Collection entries
↓↓↓

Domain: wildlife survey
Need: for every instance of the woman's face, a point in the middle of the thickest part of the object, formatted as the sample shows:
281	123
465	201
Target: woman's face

↑↑↑

__Task details__
Set down all of the data above, word for word.

__Output of the task__
Domain: wildlife survey
Need: for every instance of the woman's face, a point in the middle of the thickest part of the object, formatted as the sample shows:
281	123
465	201
Target: woman's face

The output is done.